WRITTEN TASK: Find each line in the records below that contains the word "tall" and copy those lines out in full. Match case exactly.

### GIVEN RECORDS ###

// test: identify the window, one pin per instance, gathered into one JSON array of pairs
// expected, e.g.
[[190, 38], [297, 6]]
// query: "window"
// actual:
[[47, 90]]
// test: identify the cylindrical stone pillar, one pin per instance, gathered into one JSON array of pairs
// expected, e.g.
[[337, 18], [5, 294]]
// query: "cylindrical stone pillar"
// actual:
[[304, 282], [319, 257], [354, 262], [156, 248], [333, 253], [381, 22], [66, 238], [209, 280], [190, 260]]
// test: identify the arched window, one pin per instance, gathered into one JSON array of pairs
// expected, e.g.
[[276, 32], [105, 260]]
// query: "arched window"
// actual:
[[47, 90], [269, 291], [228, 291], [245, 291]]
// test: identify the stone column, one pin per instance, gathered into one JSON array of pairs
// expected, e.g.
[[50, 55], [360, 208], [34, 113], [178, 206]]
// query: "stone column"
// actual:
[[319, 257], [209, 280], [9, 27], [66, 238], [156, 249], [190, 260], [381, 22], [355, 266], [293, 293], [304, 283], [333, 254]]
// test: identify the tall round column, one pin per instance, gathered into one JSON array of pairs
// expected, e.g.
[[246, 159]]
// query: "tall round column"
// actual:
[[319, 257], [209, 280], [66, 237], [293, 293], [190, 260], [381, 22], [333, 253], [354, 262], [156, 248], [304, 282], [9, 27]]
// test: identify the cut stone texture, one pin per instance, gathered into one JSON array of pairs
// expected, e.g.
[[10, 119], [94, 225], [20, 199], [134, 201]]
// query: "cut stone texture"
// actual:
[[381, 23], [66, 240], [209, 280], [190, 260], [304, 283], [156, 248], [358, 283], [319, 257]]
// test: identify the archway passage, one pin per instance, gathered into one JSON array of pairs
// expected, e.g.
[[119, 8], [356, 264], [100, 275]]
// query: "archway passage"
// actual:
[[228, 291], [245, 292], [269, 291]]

###
### GIVEN RECORDS ###

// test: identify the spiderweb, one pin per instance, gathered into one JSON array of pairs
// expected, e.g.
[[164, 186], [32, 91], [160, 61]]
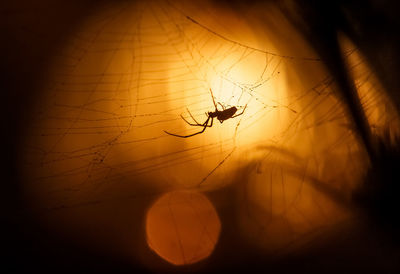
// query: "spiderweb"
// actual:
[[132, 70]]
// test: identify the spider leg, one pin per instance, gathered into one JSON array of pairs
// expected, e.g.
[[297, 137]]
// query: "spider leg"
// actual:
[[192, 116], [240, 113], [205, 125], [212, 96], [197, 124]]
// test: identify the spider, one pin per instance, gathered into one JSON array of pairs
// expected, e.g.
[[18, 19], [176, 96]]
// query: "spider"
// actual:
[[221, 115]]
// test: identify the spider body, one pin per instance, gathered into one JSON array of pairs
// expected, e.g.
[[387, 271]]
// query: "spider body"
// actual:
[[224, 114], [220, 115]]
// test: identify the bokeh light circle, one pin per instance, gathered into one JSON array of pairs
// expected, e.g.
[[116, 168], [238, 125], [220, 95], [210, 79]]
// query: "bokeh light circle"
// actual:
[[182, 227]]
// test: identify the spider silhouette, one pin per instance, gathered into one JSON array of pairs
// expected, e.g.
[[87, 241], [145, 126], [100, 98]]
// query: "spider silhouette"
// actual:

###
### GIVEN RECORDS ###

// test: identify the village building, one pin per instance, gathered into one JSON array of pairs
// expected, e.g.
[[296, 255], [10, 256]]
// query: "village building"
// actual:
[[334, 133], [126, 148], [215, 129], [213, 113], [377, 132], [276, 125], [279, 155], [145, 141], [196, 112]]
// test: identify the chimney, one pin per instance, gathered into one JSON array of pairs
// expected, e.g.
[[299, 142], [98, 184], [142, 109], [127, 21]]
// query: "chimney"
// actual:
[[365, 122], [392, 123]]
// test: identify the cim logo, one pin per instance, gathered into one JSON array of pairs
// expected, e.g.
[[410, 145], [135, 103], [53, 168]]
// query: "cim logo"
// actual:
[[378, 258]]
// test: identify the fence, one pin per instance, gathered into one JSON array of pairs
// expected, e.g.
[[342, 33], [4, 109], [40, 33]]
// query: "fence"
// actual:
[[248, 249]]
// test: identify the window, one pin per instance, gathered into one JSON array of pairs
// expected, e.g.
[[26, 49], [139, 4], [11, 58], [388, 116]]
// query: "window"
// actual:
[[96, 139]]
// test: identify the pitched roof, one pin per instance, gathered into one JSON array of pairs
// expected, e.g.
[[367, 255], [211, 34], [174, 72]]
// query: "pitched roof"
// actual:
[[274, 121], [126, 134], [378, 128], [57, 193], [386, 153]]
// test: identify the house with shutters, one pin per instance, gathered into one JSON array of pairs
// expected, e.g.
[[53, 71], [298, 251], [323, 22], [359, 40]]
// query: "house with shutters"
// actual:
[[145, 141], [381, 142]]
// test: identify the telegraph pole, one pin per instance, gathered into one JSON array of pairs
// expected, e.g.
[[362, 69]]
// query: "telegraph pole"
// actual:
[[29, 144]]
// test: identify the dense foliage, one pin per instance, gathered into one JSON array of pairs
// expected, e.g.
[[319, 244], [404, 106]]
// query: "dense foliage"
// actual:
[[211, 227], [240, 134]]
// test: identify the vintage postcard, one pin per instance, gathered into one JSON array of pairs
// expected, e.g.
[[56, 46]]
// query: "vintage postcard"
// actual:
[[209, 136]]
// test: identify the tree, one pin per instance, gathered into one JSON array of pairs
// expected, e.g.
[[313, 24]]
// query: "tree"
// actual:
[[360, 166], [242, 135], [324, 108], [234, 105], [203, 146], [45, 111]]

###

EXPECTED ANSWER:
// test: identify the tall round column, one pin per instance, gathered into one JSON array of pairs
// query: "tall round column"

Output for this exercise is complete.